- What is being asked
Rewrite each of the items below as a JSON list of strings, with one string for each line and blank lines omitted.

══════

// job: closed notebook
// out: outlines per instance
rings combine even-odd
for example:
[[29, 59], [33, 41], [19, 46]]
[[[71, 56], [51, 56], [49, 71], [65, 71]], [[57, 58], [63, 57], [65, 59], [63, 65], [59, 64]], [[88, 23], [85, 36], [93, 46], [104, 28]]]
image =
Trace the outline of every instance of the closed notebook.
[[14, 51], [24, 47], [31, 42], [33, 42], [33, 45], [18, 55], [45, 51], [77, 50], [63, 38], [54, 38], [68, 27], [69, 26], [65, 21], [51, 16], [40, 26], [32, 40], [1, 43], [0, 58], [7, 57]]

══════

- Answer to the problem
[
  "// job: closed notebook",
  "// out: outlines per instance",
  "rings combine even-odd",
  "for example:",
  "[[29, 59], [33, 41], [19, 46]]",
  "[[[71, 56], [51, 56], [49, 71], [65, 71]], [[57, 58], [63, 57], [65, 59], [63, 65], [59, 64]], [[88, 23], [85, 36], [93, 46], [104, 28]]]",
  "image =",
  "Trace the outline of every instance of the closed notebook.",
  "[[14, 51], [24, 47], [31, 42], [33, 42], [33, 45], [18, 55], [45, 51], [77, 50], [63, 38], [54, 38], [68, 27], [69, 26], [65, 21], [51, 16], [40, 26], [32, 40], [1, 43], [0, 58], [7, 57]]"
]